[[ Data extracts, beginning ]]

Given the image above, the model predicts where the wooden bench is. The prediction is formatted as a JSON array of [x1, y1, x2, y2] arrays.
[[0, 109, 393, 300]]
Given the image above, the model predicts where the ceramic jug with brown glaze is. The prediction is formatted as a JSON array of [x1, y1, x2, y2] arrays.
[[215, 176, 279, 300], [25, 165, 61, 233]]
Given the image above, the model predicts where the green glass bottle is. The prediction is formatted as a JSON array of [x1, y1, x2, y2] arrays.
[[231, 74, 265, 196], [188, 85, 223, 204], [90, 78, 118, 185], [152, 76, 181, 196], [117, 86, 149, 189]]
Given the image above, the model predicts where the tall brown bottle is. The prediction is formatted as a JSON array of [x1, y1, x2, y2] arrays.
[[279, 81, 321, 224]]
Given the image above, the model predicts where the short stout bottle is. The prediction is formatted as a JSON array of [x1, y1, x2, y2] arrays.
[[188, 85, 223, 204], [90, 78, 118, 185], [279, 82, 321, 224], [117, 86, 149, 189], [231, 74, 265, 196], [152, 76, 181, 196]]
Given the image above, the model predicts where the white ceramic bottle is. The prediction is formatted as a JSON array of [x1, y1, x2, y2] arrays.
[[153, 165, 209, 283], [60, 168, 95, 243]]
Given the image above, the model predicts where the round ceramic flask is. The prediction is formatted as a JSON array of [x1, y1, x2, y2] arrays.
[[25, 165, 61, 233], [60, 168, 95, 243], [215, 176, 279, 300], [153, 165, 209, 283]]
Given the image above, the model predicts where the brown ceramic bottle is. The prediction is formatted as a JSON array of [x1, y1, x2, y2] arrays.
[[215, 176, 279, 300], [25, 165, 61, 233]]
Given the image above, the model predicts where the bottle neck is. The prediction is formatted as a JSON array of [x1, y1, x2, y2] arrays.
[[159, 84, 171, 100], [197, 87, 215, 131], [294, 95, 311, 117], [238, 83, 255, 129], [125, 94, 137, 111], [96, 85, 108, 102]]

[[ Data extracts, end ]]

◆ Task to complete
The whole listing above needs to be written out again exactly.

◆ Solution to the exercise
Given the image above, the model predicts where the wooden bench is. The prediction is formatted as a JSON array of [x1, y1, x2, y2] arrays.
[[0, 109, 393, 300]]
Given the image above, the model predicts where the ceramic jug with brown glaze is. The prediction is formatted as a JSON array of [x1, y1, x2, y2] arrays.
[[215, 176, 279, 300], [25, 165, 61, 233]]
Given the image above, the model predicts where the green glass bottle is. The prediction is formatted as a JSON array of [x1, y1, x2, y2] arrays.
[[231, 74, 265, 196], [188, 85, 223, 204], [90, 78, 118, 185], [152, 76, 181, 196], [117, 86, 149, 189]]
Given the image above, the model predicts where the tall brown bottle is. The prediction is formatted as a JSON array of [x1, y1, x2, y2] arrays.
[[279, 81, 321, 224]]
Given the image above, the model predicts where the short stout bottle is. The prediction is formatted as a JSON array of [x1, y1, x2, y2] arrays.
[[188, 85, 223, 204], [90, 78, 118, 185], [279, 82, 321, 224], [117, 86, 149, 189], [231, 74, 265, 196], [152, 76, 181, 196]]
Given the image above, the model predicts where the white ceramic bottle is. The prediction is formatted as a JSON array of [x1, y1, x2, y2] arrays.
[[153, 165, 209, 283], [60, 168, 95, 243]]
Given the image above, the model predicts where the round ceramic flask is. The prediction is formatted as a JSON array of [x1, y1, x2, y2] arrays.
[[25, 165, 61, 233], [60, 168, 95, 243], [215, 176, 279, 300], [153, 165, 209, 283]]
Given the image above, the model predicts where the brown ceramic bottle is. The prediction is formatted as a JSON array of [x1, y1, x2, y2] arrays.
[[215, 176, 279, 300], [25, 165, 61, 233]]
Given the image above, the model predicts where the bottle neck is. The prediction is formatted as a JSON array of [x1, y1, x2, y2] arrays.
[[159, 84, 171, 100], [197, 87, 215, 131], [294, 95, 311, 117], [238, 83, 255, 129], [125, 94, 137, 111], [96, 85, 108, 102]]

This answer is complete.